Enter hyperautomation, an augmented approach to automation that leverages technologies such as process discovery, process mining, low-code application development, machine learning, artificial intelligence, document intelligence,  robotic process automation (RPA), and more to streamline operations. In fact, Gartner named hyperautomation one of the top strategic technology trends for 2022, citing its ability to accelerate business growth and resilience.

As the technologies behind hyperautomation continue to mature, they’re unlocking new possibilities for new and legacy firms. For incumbents, hyperautomation is a valuable addition to existing digital transformation projects, allowing them to move quickly while undergoing other ambitious transformations. For smaller firms, hyperautomation allows them to do more with their existing resources, increasing both cost effectiveness and productivity. 

Here’s why hyperautomation is worth prioritizing in 2022.  

Hyperautomation accelerates digital transformation 

One thing technology leaders need to regularly remind themselves of is that most companies were not born in the cloud. Many Fortune 500 firms are in varying stages of their digital transformation journeys, especially if they’ve been around for a while. Oftentimes these companies aren’t dealing with one legacy system, but several – some new, some old, some highly customized, etc.

For these companies, digital transformation spans decades of system baggage that is hard to move, change, or replace. The speed in which these companies can transform is then negatively impacted by the complexity of these systems. Hyperautomation can be a powerful toolset for companies in this position. 

For example, hyperautomation can utilize process mining to analyze system logs and understand how processes actually run in an organization. It can also leverage process discovery to identify which mundane, repetitive tasks – such as swivel chair data entries across multiple systems – employees engage in. Once companies understand how old systems are used, teams can implement hyperautomation technologies to streamline processes.

+-------+

▶ **Work instructions**
a) Rewrite the part of the hyperautomation text that opens with the words containing "Here’s why hyperautomation" and closes with "in this position.", putting "large enterprises" in place of "Fortune 500 firms".
b) Carry on the hyperautomation text from the point where it stops.

+-------+

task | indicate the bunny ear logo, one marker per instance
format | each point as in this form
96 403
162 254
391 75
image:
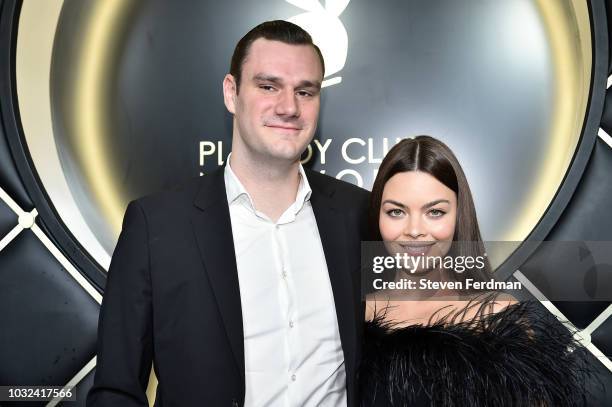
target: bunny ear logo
327 31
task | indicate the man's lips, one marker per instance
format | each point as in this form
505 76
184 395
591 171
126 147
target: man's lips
283 127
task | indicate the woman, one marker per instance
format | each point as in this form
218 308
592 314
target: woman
453 347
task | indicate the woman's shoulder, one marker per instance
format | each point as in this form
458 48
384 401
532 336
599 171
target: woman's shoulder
462 308
511 351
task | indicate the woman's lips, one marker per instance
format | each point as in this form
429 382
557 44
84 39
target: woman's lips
416 249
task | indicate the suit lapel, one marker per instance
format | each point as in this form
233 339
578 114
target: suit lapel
213 231
332 229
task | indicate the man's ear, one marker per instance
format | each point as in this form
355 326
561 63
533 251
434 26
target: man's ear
230 92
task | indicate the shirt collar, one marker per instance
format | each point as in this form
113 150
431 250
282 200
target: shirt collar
235 190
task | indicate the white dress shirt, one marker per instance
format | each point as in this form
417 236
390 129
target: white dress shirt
293 354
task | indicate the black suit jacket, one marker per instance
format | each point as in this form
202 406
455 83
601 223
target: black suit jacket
172 295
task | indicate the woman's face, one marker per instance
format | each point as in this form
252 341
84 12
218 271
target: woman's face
418 214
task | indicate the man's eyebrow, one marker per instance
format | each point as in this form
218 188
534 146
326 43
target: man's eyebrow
267 78
309 84
279 81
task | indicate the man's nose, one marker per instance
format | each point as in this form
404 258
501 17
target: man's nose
287 104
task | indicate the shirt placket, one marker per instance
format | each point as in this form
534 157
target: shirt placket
291 315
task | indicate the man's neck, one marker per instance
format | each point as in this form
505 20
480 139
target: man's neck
273 186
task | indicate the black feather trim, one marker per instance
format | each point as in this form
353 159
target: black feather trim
520 356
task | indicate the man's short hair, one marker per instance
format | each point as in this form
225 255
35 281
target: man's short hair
277 30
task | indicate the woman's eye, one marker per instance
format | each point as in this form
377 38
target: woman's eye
394 213
436 213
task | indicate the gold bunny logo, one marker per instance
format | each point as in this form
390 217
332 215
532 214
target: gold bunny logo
327 31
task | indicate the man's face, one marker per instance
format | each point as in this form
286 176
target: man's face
277 106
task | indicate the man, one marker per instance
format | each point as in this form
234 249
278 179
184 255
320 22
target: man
242 287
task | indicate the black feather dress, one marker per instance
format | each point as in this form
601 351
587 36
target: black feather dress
520 356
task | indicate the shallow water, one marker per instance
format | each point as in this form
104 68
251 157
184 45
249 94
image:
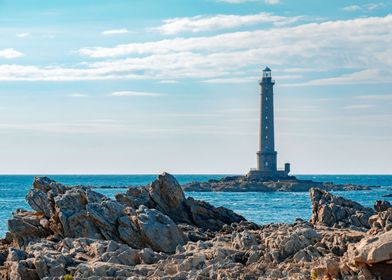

+-------+

▶ **Answers by task**
a)
Here’s why hyperautomation is worth prioritizing in 2022.  

Hyperautomation accelerates digital transformation 

One thing technology leaders need to regularly remind themselves of is that most companies were not born in the cloud. Many large enterprises are in varying stages of their digital transformation journeys, especially if they’ve been around for a while. Oftentimes these companies aren’t dealing with one legacy system, but several – some new, some old, some highly customized, etc.

For these companies, digital transformation spans decades of system baggage that is hard to move, change, or replace. The speed in which these companies can transform is then negatively impacted by the complexity of these systems. Hyperautomation can be a powerful toolset for companies in this position.

b)
Also, for legacy systems without modern user interfaces or application programming interfaces (APIs), there can be tremendous power extracted from RPA to automate tasks and processes. Once data is captured correctly from an existing application landscape, it can be processed using AI/ML techniques to increase speed. This makes hyperautomation a strategic tool, allowing organizations to connect various data sources – whether they’re modern, legacy, or unstructured – analyze business processes, automate mundane tasks, and develop end-to-end solutions.

Hyperautomation’s opportunities are everywhere

It’s easy to think that everything is already automated, but that’s certainly not the case for many back- or front-office functions.

Let’s take a look at a typical front-office scenario. For customer service agents in the telecommunications industry, they often manage customer inquiries regarding billing. Customer service agents then have to pull the customers’ billing information from different CRM tools. Because most telecommunications firms have been around for decades, they tend to acquire various CRM tools that have to be queried individually. 

This creates “system debt,” which impacts agent productivity and extends call times, detracting from the overall customer experience. Hyperautomation can address this by using bots to retrieve data from older legacy systems that do not have proper API interfaces. Low-code application development and API connectivity can then spin up a single solution that seamlessly compiles all customer billing information in a modern experience, putting the information needed at the fingertips of customer service agents.

Additionally, hyperautomation use cases are also found in operations and back-office services. For instance, many document tasks, such as shipping receipts, are received via printed forms or digital PDF documents that need to be manually scanned or entered. But this an error-prone task that can be automated. With computer vision and AI models, images are captured and data is processed into the proper back-end systems with a high degree of speed and accuracy. 

At the same time, many ERP systems have grown in complexity and need to be managed manually. As a result, departments such as finance deal with manual, error-prone, and repetitive data entry tasks across planning, procurement, accounting, reporting, and more. By implementing hyperautomation toolkits, finance departments can better understand these end-to-end processes with process mining and process discovery, as well as receive a blue-print for improving their processes by leveraging RPA, low-code application development, and integration techniques together.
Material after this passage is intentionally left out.